» **MATERIAL PROVIDED**:
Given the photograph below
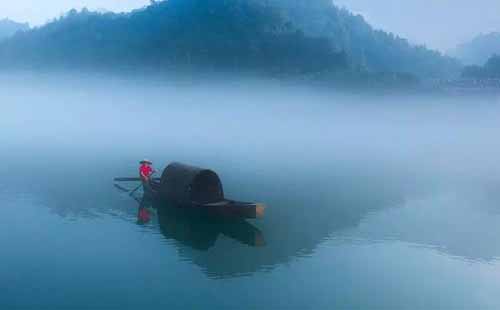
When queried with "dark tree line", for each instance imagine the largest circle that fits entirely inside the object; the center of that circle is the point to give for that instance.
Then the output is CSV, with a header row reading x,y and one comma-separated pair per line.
x,y
273,36
490,70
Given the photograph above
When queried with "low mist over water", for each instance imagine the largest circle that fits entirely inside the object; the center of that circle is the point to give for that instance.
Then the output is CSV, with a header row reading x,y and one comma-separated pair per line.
x,y
374,200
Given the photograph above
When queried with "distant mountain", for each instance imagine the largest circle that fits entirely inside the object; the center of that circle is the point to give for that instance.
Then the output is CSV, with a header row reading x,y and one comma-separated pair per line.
x,y
478,50
9,28
275,36
490,70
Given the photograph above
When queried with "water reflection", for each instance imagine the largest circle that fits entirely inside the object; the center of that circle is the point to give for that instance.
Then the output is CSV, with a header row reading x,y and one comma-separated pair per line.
x,y
308,205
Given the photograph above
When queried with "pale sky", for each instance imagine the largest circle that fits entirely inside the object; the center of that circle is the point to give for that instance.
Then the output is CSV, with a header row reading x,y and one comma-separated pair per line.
x,y
439,24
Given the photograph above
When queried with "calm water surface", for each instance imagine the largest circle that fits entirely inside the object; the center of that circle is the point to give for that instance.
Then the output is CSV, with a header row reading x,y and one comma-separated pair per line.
x,y
354,220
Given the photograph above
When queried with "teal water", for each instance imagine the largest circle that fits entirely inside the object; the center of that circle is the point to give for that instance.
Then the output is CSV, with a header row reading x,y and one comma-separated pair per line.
x,y
379,224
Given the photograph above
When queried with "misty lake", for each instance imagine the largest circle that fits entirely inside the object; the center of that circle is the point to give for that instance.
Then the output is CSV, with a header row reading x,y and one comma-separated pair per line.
x,y
374,201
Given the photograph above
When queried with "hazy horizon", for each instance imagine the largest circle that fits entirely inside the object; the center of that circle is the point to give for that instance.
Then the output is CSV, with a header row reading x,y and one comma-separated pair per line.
x,y
403,19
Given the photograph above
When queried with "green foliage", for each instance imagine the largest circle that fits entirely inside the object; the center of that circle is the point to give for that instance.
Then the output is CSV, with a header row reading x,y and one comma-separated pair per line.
x,y
491,70
479,50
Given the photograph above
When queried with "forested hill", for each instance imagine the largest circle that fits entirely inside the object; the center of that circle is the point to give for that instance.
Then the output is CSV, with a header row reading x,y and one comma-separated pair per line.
x,y
9,27
277,36
478,50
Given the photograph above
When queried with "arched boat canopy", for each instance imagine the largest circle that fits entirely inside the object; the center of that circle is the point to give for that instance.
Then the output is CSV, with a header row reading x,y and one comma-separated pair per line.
x,y
185,185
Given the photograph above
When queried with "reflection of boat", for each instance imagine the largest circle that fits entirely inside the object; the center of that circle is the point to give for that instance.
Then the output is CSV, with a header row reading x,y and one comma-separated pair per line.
x,y
201,233
200,191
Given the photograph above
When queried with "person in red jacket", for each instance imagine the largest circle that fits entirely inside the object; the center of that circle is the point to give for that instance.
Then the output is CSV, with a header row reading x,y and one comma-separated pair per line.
x,y
145,172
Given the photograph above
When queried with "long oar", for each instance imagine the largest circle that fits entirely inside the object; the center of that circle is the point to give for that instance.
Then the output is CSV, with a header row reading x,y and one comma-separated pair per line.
x,y
131,179
135,190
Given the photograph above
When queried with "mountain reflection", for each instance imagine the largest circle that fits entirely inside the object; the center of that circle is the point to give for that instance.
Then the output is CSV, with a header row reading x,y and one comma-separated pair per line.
x,y
306,207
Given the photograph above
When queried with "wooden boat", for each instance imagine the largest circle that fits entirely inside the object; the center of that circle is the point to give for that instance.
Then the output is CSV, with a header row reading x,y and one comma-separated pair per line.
x,y
199,191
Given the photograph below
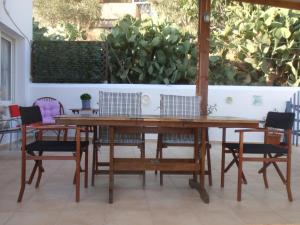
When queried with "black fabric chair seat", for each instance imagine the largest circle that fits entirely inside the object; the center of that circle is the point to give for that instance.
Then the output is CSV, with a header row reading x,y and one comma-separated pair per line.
x,y
10,130
258,148
55,146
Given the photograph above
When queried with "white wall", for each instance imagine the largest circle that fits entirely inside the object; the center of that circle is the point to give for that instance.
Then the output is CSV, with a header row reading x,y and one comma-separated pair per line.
x,y
21,13
242,104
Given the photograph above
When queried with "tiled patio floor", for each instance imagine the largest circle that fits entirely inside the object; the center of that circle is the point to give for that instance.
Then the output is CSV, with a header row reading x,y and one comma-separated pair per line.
x,y
173,204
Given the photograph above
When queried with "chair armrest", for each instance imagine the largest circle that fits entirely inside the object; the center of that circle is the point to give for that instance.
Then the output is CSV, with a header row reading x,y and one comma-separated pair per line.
x,y
251,130
48,127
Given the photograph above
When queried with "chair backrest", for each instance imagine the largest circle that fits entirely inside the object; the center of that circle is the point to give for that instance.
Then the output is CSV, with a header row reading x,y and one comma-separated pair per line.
x,y
14,111
280,120
50,107
30,115
175,105
118,103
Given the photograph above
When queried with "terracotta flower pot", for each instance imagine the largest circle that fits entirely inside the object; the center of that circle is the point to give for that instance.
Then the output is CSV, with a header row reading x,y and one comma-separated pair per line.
x,y
273,138
86,104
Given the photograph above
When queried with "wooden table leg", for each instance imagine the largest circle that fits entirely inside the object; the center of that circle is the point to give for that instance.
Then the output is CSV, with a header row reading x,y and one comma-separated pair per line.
x,y
192,182
111,164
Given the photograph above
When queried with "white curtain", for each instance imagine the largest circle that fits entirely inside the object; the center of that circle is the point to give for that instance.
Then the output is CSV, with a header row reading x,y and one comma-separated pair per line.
x,y
5,81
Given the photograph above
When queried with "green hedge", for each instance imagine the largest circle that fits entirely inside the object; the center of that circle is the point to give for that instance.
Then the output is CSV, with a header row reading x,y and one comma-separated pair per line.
x,y
69,62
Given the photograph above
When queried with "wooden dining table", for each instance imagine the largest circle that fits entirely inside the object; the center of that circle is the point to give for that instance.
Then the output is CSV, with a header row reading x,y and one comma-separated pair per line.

» **EXERCISE DIRECTIONS**:
Transcribe each line above verbatim, with the pictures left out.

» **ANSWER FOR THE TASK**:
Given the photograph below
When queried with "dark tree line", for each instance imagine the largest circle that fits entirely inside the object; the center of that circle is the point to give for that instance.
Then the output is CSV, with a header row reading x,y and one comma-separated pair per line.
x,y
273,36
490,70
Given the photograph above
When queried with "low mist over water", for each instance imagine the largest circle that fits entirely inside the object; the center of that circle is the point to give for that instance.
Then the output is CSV, with a header row reading x,y and one comma-separated pair per line.
x,y
374,200
Given the photograph above
When queried with "distant mountain", for each instance imagine the largest circle that fits entirely inside the object; the center of that circle is the point to give for that instance.
Then the output is CSV, with a header row reading x,y and one comma-separated pair per line.
x,y
478,50
9,28
275,36
490,70
Given the photograph above
When queried with "water reflection", for each instance imagine the largest circle that fits entirely inside the object; the center of that circle is the point to give for that instance.
Then the output is CSV, with a header row reading x,y and one comma-separated pair per line.
x,y
308,205
Given the photograph above
When queried with "pale sky", for each instance imagine the largest circle that fits entirely inside the object; the center of that circle is the point to give for that instance.
Then the output is CSV, with a header row reading x,y and one comma-separated pair per line.
x,y
439,24
Given the photograph above
When queried with "calm water surface", for each instance imagine the largest circle that fits entirely inside the object; the center of that circle is the point to give for that instance.
Then the output is CSV, with a header row reading x,y and one comma-separated pair per line.
x,y
354,220
Given the photograph above
When queried with "teal water", for each instance imagine the largest circle that fits entirely inside the object; the center of that circle is the point to give for that instance.
Then the output is CSV, with a header row reading x,y and one comma-separated pair per line.
x,y
379,224
Given the photograph above
When queried with "misty lake", for each instance imagine the largest circle that fits entirely inside the object; the center of that circle is the point to give for that instance.
Then the output is CSV, with a header row reading x,y and one comma-separated pair per line.
x,y
374,201
Given the photograph above
When queried with "hazy horizon", for each instance imagine the largest circle that fits entirely inside the object; the center of that circle is the point to give for that instance.
Then the output is CSV, with a header row reading x,y and one comma-separated pair per line.
x,y
403,19
Given the photograph above
When queried with "green foliage", for each instance imagine the largest circle that fits entirely inside the object; the center of that circle is the point to give for that instance.
Then the output is CSV, with a header row reading x,y and one comma-separated pair per line.
x,y
491,70
479,50
Given the photograph above
When queried with "forested hill", for each instance imagine the largest circle that fits entirely inside the object; the center of that circle is the point to give for that instance.
Then the output is CSV, with a header row reading x,y and one comma-separated pair per line.
x,y
9,27
277,36
478,50
Given the photograph above
When queried with "arched boat canopy", for each instance imagine the largest circle that fits entirely inside the object; the center of that circle is the point to give for that instance.
Then the output is CSV, with a header row reading x,y and one comma-separated pair per line.
x,y
185,185
Given the photograph above
When queried with "reflection of boat", for each instance imagine the largest circle that fits entirely inside the object; the center of that circle is the point to give for that instance.
Then the output is CSV, with a header row reading x,y and one comma-separated pair per line.
x,y
201,233
200,191
Given the photograph above
When queried with "person in red jacket", for each instance imagine the largest circle that fits entirely inside the object; the center of that circle is the point to give for that instance.
Then the output is CSV, with a header row reading x,y and one comma-separated pair per line.
x,y
145,172
Given the photograph above
When queried with "long oar", for each instance imagine the largest circle that fits entirely inside the object; the center of that circle is the point to give for that instance.
Then the output is CSV, with a header row reading x,y and one comma-separated pair per line.
x,y
131,179
135,190
Given the photograph above
When queried with "mountain reflection", for each instance imagine the largest circle that fits entirely inside the object; the center of that circle is the point to give for that instance.
Then the output is CSV, with a header row reading x,y and one comma-separated pair per line.
x,y
306,207
Given the photograph above
When queried with "wooden boat", for each instance imagine the largest circle that fits entirely inside the object; the center of that circle is the point to give for that instance.
Then the output is CSV, with a header row reading x,y and one comma-separated pair per line.
x,y
199,191
Given the photograph below
When queried with "black fabric chair seat", for each instance imagine the largest circle that fits entirely inside the object; the center of that circle is the point to give for that instance.
Then the output is CSV, with a header row reading x,y and one comma-separated pair per line.
x,y
10,130
258,148
55,146
Given the photograph above
When queried with "white wall", for each instance imagine the largest circle that fits entirely inside the object; the center of that circle is the point to give for that instance.
Then the output is CSV, with a header row reading x,y and one comma-separated pair per line.
x,y
21,13
242,104
Given the photograph above
When queried with "tiled patio floor", for each instance imagine the largest circle that fits entirely inside the object; the center of that circle is the point to give for that instance.
Then the output is CSV, with a header row reading x,y and one comma-separated pair per line.
x,y
173,204
Given the photograph above
When queried with "chair armrest", for each instance imagine the largest circle that fits entirely inside the object; the center of that circle is the point to give for that instance.
Then the output is CSV, with a header row reading x,y and one comma-separated pair per line.
x,y
251,130
48,127
Given the photograph above
When queried with "chair backrest", for each instance imagine the largest circle that fits entirely inside the object; the center of that circle is the point to give for that instance.
Then the output is CSV, with a header row reading x,y and one comma-separated pair per line.
x,y
14,111
280,120
50,107
30,115
175,105
118,103
Given the photograph above
When queried with "terracotta flower pot", for each instance imagine the largest circle that fits entirely inside the object; the center of that circle is the point to give for that instance.
Then the output is CSV, with a header row reading x,y and one comma-separated pair per line.
x,y
273,138
86,104
Given the photograph above
When queried with "wooden table leg", for each instance imagine the largest circle that fits entirely inside the object; the center of that circle is the point to give for that instance.
Then the output is CSV, with a header row reading x,y and one comma-separated pair per line.
x,y
192,182
111,164
Given the photograph above
When queried with "white curtain", for each instance imagine the largest circle that fits entirely inside the object; the center of that circle is the point to give for that instance.
Then the output is CSV, with a header row reading x,y and one comma-separated pair per line.
x,y
5,81
Given the photograph above
When queried with "green hedge", for each instance imagine the largest circle that fits entirely inside the object; the center of that circle is the point to give for that instance.
Then the output is CSV, with a header row reading x,y and one comma-separated pair per line.
x,y
69,62
Given the photograph above
When queried with "wooden dining table", for each instance imagine the largest circle that fits entirely inside the object; the center of that circle is the point to give for that instance.
Then the output is CSV, with a header row reading x,y and one comma-separated pair per line.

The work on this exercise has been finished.